— begin Source —
An unpublished opinion of the North Carolina Court of Appeals does not constitute
controlling legal authority. Citation is disfavored, but may be permitted in accordance
with the provisions of Rule 30(e)(3) of the North Carolina Rules of Appellate Procedure.
NO. COA14-267
NORTH CAROLINA COURT OF APPEALS
Filed: 19 August 2014
HOMETRUST BANK,
Plaintiff,
v. Buncombe County
No. 12 CVS 5768
GEORGE N. TSIROS and TAMMY TSIROS,
Defendants.
Appeal by plaintiff from judgment entered 1 October 2013 by
Judge Alan Z. Thornburg in Buncombe County Superior Court.
Heard in the Court of Appeals 21 May 2014.
Dungan, Kilbourne & Stahl, P.A., by James W. Kilbourne,
Jr., and Zephyr Jost, for the plaintiff-appellant.
Matney & Associates, P.A., by David E. Matney III and Amy
P. Mody, for the defendant-appellees.
McCULLOUGH, Judge.
HomeTrust Bank (“plaintiff”) appeals the judgment of the
trial court granting summary judgment in favor of George Tsiros
(“Mr. Tsiros”) and Tammy Tsiros (“Mrs. Tsiros”) (together
“defendants”). For the following reasons, we reverse the
summary judgment in favor of Mr. Tsiros and affirm the summary
judgment in favor of Mrs. Tsiros.
-2-
I. Background
On 15 February 2008, Demelize Property Group, LLC
(“Demelize”) executed a Commercial Promissory Note for $635,000
secured by a Commercial Real Estate Deed of Trust for real
property located at 2975 Memorial Highway, Lake Lure, North
Carolina, payable to plaintiff. On the same day, defendants
individually executed a Commercial Loan Guaranty (“Guaranty”)
backing the Commercial Promissory Note. At the time of
executing the Guaranty, defendants lived at 24 Pine Meadow
Drive, Asheville, North Carolina. Prior to 24 June 2010,
defendants moved to 38 Edwin Place, Asheville, North Carolina,
maintaining the 24 Pine Meadow Drive property as a rental
property. On 26 May 2010, Demelize and defendants executed a
Loan Modification Agreement to reduce the fixed interest rate of
the Commercial Promissory Note and to temporarily allow an
interest only repayment period. In 2011, Demelize stopped
making payments on the loan.
On 11 October 2011, plaintiff appointed Matthew S. Roberson
as substitute trustee. On 20 October 2011, plaintiff, through
Matthew Roberson, filed a Special Proceeding Action with Notice
of Hearing as to Commencement of Foreclosure Proceeding. The
Notice of Hearing (“Notice”) was mailed to the mortgagee:
-3-
Demelize Property Group, LLC c/o Registered Agent, George Tsiros
at 38 Edwin Place, Asheville, NC and PO Box 8517, Asheville, NC.
— end Source —
— begin Stored records —
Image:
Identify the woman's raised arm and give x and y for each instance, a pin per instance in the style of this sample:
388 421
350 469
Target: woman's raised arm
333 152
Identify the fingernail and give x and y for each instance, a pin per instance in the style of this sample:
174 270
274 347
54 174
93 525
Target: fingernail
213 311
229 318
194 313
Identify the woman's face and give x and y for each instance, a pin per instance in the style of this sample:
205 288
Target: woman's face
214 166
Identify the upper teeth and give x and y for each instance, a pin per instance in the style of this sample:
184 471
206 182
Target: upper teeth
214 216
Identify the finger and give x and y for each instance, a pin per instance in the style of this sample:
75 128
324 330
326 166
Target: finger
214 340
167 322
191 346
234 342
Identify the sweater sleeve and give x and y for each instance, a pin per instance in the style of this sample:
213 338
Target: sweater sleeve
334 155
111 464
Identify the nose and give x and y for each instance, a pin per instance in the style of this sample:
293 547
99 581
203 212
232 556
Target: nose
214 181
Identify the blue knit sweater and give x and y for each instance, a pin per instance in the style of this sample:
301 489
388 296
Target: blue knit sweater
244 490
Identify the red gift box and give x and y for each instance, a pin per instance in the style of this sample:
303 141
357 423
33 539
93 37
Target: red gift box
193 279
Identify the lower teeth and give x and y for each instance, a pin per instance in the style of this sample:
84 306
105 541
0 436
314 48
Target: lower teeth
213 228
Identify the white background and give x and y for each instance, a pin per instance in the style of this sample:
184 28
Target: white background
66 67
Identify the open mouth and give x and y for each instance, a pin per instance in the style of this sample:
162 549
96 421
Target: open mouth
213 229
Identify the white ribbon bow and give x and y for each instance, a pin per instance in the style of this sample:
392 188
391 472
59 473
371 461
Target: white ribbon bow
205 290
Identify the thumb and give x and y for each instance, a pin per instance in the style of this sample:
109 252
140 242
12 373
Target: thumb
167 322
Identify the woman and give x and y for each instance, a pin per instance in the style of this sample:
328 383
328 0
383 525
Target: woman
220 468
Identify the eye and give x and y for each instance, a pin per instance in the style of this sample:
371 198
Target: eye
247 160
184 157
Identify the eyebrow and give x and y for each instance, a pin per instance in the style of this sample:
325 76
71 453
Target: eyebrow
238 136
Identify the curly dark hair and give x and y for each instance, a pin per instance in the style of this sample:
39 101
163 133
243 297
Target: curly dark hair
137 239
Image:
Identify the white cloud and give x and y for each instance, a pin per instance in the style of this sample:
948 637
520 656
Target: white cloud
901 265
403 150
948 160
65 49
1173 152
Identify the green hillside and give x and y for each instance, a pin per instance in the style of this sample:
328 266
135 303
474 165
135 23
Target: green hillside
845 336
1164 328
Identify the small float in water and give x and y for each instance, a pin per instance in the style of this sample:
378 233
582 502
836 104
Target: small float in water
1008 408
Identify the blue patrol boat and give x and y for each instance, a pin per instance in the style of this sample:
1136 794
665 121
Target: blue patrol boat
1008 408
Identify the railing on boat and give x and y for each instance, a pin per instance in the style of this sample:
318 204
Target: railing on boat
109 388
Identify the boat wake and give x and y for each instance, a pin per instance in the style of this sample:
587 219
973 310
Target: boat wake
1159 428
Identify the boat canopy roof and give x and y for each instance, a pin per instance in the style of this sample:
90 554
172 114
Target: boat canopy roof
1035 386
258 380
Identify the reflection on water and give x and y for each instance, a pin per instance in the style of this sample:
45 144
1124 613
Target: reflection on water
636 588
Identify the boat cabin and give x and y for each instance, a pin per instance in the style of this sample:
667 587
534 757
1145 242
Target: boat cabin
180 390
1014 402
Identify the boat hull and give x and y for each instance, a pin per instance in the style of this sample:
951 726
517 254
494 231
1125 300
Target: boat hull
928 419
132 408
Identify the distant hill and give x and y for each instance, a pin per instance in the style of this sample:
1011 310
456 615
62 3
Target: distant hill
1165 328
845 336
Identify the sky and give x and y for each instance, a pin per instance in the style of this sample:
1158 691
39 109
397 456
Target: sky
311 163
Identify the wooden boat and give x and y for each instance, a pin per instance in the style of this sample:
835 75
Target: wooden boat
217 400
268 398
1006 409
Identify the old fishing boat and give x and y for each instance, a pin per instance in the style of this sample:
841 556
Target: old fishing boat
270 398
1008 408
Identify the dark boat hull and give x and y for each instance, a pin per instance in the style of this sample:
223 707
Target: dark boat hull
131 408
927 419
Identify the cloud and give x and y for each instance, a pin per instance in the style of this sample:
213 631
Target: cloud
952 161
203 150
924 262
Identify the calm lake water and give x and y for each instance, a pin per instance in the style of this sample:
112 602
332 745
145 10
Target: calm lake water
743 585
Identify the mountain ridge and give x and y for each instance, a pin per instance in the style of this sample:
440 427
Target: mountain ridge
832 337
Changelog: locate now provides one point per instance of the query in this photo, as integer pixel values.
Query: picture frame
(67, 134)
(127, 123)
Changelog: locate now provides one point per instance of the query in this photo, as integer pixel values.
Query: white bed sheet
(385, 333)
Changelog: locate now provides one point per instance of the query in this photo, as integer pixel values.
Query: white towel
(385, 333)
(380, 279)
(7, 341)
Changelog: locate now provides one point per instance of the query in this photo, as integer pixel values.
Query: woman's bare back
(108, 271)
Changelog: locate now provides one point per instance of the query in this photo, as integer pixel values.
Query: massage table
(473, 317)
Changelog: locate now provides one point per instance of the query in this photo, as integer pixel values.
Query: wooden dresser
— end Stored records —
## [Work to do]
**1.** Reproduce everything in the court opinion from "NO. COA14-267" down to "for the plaintiff-appellant.".
**2.** Answer these questions using the court opinion:
(a) On what date was the opinion filed?
(b) For what amount was the Commercial Promissory Note that Demelize executed?
(c) Whom did the plaintiff appoint as substitute trustee on 11 October 2011?
**3.** Resume the court opinion after its final sentence and extend the background section.

## [Task responses]
**1.**
NO. COA14-267
NORTH CAROLINA COURT OF APPEALS
Filed: 19 August 2014
HOMETRUST BANK,
Plaintiff,
v. Buncombe County
No. 12 CVS 5768
GEORGE N. TSIROS and TAMMY TSIROS,
Defendants.
Appeal by plaintiff from judgment entered 1 October 2013 by
Judge Alan Z. Thornburg in Buncombe County Superior Court.
Heard in the Court of Appeals 21 May 2014.
Dungan, Kilbourne & Stahl, P.A., by James W. Kilbourne,
Jr., and Zephyr Jost, for the plaintiff-appellant.

**2.**
(a) 19 August 2014
(b) $635,000
(c) Matthew S. Roberson

**3.**
It was also sent to the guarantors: George Tsiros at 24 Pine
Meadow Drive, Asheville, NC and Tammy Tsiros at 24 Pine Meadow
Drive, Asheville, NC. The Notice sent to Mrs. Tsiros at 24 Pine
Meadow Drive was signed for by the tenant of the property, Erin
Hykin. On 4 November 2011, an Amended Notice of Hearing as to
Commencement of Foreclosure Proceeding was sent to: Demelize
Property Group, LLC c/o Registered Agent, George Tsiros, 38
Edwin Place, Asheville, NC; George Tsiros, 24 Pine Meadow Drive,
Asheville, NC; and Tammy Tsiros, 24 Pine Meadow Drive,
Asheville, NC. On 10 November 2011, George Tsiros, as the
registered agent, signed for and accepted service of the Notice
delivered by FedEx to Demelize at 38 Edwin Place, Asheville, NC.
Defendants did not take any action with regard to the
foreclosure.
On 15 December 2011, the Clerk of Superior Court of
Rutherford County issued an Order Allowing Foreclosure Sale.
Also on 15 December 2011, a Notice of Foreclosure sale was
posted at the Rutherford County Courthouse in the area
designated for posting. On 6 January 2012, plaintiff purchased
the property in question at the foreclosure sale for $222,000,
-4-
resulting in a principal balance deficiency of $389,927.28. On
1 March 2012, plaintiff commenced an action against defendants,
as guarantors, to recover the deficiency. The Final Report and
Accounting of Foreclosure Sale was recorded on 27 March 2012.
In defendants’ answer to the complaint, defendants raised lack
of service of the Notice of Hearing and application of N.C. Gen.
Stat. § 45-21.16(b) as a bar to plaintiff pursuing the
deficiency action. Plaintiff then filed a voluntary dismissal
without prejudice.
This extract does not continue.